§ **Aim of the exercise**:
What you return must match the records exactly.

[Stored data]
------

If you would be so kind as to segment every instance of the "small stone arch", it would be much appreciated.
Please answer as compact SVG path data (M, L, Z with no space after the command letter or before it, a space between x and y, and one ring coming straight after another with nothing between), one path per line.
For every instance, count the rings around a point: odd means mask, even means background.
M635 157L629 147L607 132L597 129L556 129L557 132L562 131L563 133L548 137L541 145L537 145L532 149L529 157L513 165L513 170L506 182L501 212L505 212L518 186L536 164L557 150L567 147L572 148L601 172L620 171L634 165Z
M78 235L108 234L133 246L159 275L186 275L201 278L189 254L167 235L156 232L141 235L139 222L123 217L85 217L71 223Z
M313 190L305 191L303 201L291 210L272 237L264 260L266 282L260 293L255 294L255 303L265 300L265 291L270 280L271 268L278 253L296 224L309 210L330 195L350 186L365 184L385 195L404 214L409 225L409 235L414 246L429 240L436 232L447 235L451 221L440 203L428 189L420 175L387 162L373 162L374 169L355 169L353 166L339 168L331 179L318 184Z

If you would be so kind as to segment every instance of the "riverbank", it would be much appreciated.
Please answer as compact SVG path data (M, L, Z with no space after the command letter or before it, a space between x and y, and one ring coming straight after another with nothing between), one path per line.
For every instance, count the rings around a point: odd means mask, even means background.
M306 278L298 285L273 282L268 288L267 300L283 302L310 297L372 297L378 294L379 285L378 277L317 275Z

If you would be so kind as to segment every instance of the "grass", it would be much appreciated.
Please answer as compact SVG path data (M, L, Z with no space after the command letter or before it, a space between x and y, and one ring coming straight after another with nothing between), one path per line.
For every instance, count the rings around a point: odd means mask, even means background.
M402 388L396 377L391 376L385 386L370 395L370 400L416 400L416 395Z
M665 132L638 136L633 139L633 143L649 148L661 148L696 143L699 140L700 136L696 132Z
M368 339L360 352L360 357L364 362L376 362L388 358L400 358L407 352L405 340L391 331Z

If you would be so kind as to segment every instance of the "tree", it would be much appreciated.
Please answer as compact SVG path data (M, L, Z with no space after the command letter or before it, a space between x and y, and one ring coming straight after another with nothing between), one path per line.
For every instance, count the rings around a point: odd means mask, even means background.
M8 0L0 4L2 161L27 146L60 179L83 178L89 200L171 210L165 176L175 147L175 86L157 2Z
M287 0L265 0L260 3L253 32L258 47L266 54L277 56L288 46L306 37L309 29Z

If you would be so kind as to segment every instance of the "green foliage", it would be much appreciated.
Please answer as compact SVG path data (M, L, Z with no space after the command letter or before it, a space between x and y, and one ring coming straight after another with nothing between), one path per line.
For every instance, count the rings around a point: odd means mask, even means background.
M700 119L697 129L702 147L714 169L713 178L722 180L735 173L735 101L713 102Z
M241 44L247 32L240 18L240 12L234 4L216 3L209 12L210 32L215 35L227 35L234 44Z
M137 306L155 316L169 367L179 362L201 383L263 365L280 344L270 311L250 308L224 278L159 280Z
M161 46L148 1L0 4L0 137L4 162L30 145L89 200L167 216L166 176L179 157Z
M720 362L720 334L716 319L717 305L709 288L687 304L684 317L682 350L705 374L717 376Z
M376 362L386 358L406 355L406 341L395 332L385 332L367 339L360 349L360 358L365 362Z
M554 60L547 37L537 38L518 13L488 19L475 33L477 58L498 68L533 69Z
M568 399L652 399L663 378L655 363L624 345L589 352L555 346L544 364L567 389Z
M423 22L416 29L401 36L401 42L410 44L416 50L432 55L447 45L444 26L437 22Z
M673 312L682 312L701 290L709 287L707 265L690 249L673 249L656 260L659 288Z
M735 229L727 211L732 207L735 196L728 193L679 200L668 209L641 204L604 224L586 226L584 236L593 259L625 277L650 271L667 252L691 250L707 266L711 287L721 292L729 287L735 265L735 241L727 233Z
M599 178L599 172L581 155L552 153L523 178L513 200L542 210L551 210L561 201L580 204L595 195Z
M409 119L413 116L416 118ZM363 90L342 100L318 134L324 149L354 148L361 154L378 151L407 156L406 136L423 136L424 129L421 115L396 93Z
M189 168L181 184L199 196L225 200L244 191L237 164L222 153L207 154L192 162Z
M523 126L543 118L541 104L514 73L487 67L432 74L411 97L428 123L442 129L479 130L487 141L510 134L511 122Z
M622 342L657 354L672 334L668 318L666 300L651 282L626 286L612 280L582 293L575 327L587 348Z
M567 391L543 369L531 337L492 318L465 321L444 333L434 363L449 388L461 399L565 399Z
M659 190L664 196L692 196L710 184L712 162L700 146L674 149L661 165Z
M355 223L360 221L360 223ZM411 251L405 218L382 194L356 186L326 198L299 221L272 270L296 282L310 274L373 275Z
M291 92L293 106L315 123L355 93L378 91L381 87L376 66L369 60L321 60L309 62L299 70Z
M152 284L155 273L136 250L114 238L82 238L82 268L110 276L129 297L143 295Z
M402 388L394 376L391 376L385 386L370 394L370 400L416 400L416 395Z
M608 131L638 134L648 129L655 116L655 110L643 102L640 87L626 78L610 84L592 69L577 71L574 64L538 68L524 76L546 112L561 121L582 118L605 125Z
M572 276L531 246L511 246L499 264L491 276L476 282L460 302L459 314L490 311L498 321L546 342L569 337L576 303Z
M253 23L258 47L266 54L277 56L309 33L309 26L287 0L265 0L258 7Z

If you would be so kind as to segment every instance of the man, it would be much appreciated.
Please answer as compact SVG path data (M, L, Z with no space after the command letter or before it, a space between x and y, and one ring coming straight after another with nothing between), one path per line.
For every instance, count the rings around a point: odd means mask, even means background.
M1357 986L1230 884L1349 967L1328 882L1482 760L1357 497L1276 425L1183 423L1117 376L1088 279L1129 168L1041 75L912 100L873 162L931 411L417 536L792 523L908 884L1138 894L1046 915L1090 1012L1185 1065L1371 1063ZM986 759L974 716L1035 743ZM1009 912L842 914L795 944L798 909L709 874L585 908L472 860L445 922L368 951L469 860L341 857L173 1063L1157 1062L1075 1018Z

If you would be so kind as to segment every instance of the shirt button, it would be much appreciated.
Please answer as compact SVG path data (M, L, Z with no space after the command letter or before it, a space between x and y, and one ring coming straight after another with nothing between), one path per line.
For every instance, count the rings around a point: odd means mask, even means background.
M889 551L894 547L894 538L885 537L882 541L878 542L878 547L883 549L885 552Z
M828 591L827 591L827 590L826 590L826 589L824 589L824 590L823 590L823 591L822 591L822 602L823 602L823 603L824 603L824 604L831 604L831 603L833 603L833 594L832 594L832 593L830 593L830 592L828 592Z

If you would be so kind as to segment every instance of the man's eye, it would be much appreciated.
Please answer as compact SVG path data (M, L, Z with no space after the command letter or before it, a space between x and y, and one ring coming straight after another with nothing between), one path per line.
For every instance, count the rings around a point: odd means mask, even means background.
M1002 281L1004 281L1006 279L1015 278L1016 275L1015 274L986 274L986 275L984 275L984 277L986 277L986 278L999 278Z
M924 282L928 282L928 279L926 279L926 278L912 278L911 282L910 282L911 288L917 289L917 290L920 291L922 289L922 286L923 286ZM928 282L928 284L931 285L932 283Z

------

§ **Answer**:
If you would be so kind as to segment every instance of the "small stone arch", it would be much appreciated.
Please answer as compact SVG path data (M, L, Z with no space after the command letter or before it, a space between x and y, and one ring coming straight after another with nothing between), one path per line.
For every instance, count the rings around a point: odd means mask, even means background.
M635 157L629 147L607 132L597 129L556 129L557 132L562 131L563 133L548 137L541 145L537 145L532 149L529 157L513 165L513 170L506 182L501 212L505 212L518 186L536 164L557 150L567 147L572 148L601 172L620 171L634 165Z
M78 235L108 234L133 246L159 275L186 275L201 278L189 254L167 235L156 232L141 235L139 222L123 217L85 217L71 223Z
M313 190L305 191L303 201L291 210L272 237L264 260L266 282L260 293L255 294L255 303L265 300L265 291L270 280L271 268L278 253L296 224L309 210L330 195L350 186L365 184L385 195L404 214L409 225L409 235L414 246L429 240L436 232L447 235L451 221L440 203L428 189L420 175L387 162L373 162L374 169L355 169L353 166L339 168L331 179L318 184Z

If you would be so kind as to segment every instance of the "riverbank", it would be much appreciated.
Please answer as compact SVG path data (M, L, Z with no space after the command letter or before it, a space between x and y, and one ring coming straight after another with nothing between), one path per line.
For every instance, count the rings around a point: odd means mask, even means background.
M306 278L298 285L273 282L268 288L267 300L283 302L310 297L372 297L378 294L379 285L378 277L317 275Z

If you would be so kind as to segment every instance of the "grass", it would be much appreciated.
Please answer as compact SVG path data (M, L, Z with no space after the command letter or before it, a space between x and y, and one ring coming straight after another with nothing between), one path per line.
For every instance, count the rings around a point: odd means mask, even means background.
M402 388L396 377L391 376L385 386L370 395L370 400L416 400L416 395Z
M665 132L638 136L633 139L633 143L649 148L661 148L696 143L699 140L700 136L696 132Z
M368 339L360 352L360 357L364 362L376 362L388 358L400 358L407 352L405 340L391 331Z

If you would be so kind as to segment every instance of the "tree", it would be much appreciated.
Please answer as compact SVG path data (M, L, Z with no space after the command letter or before it, a space between x and y, and one ring coming straight after another with nothing between), one path per line.
For every instance, count the rings around a point: odd means mask, even means background.
M8 0L0 4L2 161L27 146L60 179L83 178L89 200L171 210L165 176L175 147L175 86L157 2Z
M287 0L265 0L260 3L253 32L258 47L266 54L277 56L288 46L306 37L309 29Z

If you would be so kind as to segment every instance of the "green foliage", it would be much appreciated.
Please answer as compact SVG path data (M, L, Z with no space after the command letter or before it, a space between x and y, and one ring coming straight after another with nothing between), one path per line.
For every instance, count the rings around a point: odd means mask, even means background.
M700 119L697 129L702 147L714 169L713 178L722 180L735 173L735 101L713 102Z
M241 44L247 32L240 18L240 12L234 4L216 3L209 12L210 32L215 35L227 35L234 44Z
M137 306L155 316L169 367L179 362L201 383L263 365L280 344L270 311L250 308L224 278L159 280Z
M161 46L148 1L0 4L0 137L4 162L30 145L89 200L167 216L166 176L179 157Z
M720 362L720 334L716 319L717 305L709 288L687 304L684 317L682 350L705 374L717 376Z
M376 362L386 358L406 355L406 341L395 332L385 332L367 339L360 349L360 358L365 362Z
M554 60L547 37L537 38L518 13L488 19L475 33L477 58L498 68L533 69Z
M568 399L652 399L663 378L655 363L624 345L589 352L555 346L544 364L567 389Z
M423 22L416 29L401 36L401 42L410 44L416 50L432 55L447 45L444 26L437 22Z
M673 312L682 312L701 290L709 287L707 265L690 249L673 249L656 260L659 288Z
M735 229L727 211L732 207L735 196L728 193L679 200L668 209L641 204L604 224L586 226L584 236L593 259L625 277L650 271L667 252L691 250L707 266L711 287L721 292L729 287L735 265L735 241L727 233Z
M599 178L599 172L581 155L552 153L523 178L513 200L542 210L551 210L561 201L580 204L595 195Z
M409 119L413 116L416 118ZM363 90L342 100L318 134L324 149L354 148L361 154L378 151L407 156L406 136L423 136L424 129L421 115L396 93Z
M189 168L181 184L199 196L225 200L244 191L237 164L222 153L207 154L192 162Z
M523 126L543 118L541 104L514 73L487 67L432 74L411 97L428 123L442 129L479 130L487 141L510 134L511 122Z
M622 342L657 354L672 334L668 318L666 300L651 282L626 286L612 280L582 293L575 327L587 348Z
M567 391L543 369L531 337L492 318L465 321L444 333L434 363L449 388L461 399L565 399Z
M659 190L664 196L692 196L710 184L712 162L700 146L674 149L661 165Z
M355 223L360 221L360 223ZM411 251L405 218L382 194L356 186L326 198L299 221L272 270L296 282L310 274L373 275Z
M291 92L293 106L315 123L355 93L378 91L381 87L376 66L369 60L321 60L309 62L299 70Z
M152 284L155 273L136 250L114 238L82 238L82 268L110 276L129 297L143 295Z
M402 388L394 376L391 376L385 386L370 394L370 400L416 400L416 395Z
M608 131L638 134L648 129L655 116L655 110L643 102L640 87L626 78L610 84L592 69L577 71L574 64L538 68L524 76L546 112L561 121L582 118L605 125Z
M572 276L531 246L511 246L499 264L491 276L476 282L460 302L459 314L490 311L498 321L546 342L569 337L576 303Z
M253 23L258 47L266 54L277 56L309 33L309 26L287 0L265 0L258 7Z

If you would be so kind as to segment every instance of the man, it would be much appreciated.
Please answer as compact SVG path data (M, L, Z with no space after the command letter or before it, a space between x and y, and one ring coming straight after another with nothing between), one path per line.
For every instance, count the rings around a point: odd means mask, even means background.
M1357 986L1230 884L1349 967L1328 882L1482 760L1357 497L1276 425L1183 423L1117 376L1088 279L1129 168L1041 75L912 100L873 162L931 411L417 536L792 523L908 884L1138 894L1046 915L1090 1012L1185 1065L1371 1063ZM986 759L974 716L1035 743ZM1009 912L842 914L795 944L798 909L709 874L585 908L472 860L445 922L368 951L469 860L341 857L173 1063L1157 1062L1075 1018Z

If you would be so kind as to segment every instance of the shirt button, it would be much appreciated.
Please answer as compact SVG path data (M, L, Z with no space after the command letter or before it, a space between x and y, and one ring coming straight after another with nothing between), one path per line.
For every instance, count the rings around a point: odd means mask, even means background.
M889 551L894 547L894 538L885 537L882 541L878 542L878 547L883 549L885 552Z
M828 591L827 591L827 590L826 590L826 589L824 589L824 590L823 590L823 591L822 591L822 602L823 602L823 603L824 603L824 604L831 604L831 603L833 603L833 594L832 594L832 593L830 593L830 592L828 592Z

If you would be so kind as to segment every instance of the man's eye, it would be much appreciated.
Please answer as compact SVG path data (M, L, Z with no space after the command letter or before it, a space between x and y, and one ring coming straight after another with nothing between), one path per line.
For every instance, count the rings around a point: odd means mask, even means background.
M1002 281L1004 281L1006 279L1015 278L1016 275L1015 274L986 274L986 275L984 275L984 277L986 277L986 278L999 278Z
M924 282L928 282L928 279L926 279L926 278L912 278L911 282L910 282L911 288L917 289L917 290L920 291L922 289L922 286L923 286ZM928 282L928 284L931 285L932 283Z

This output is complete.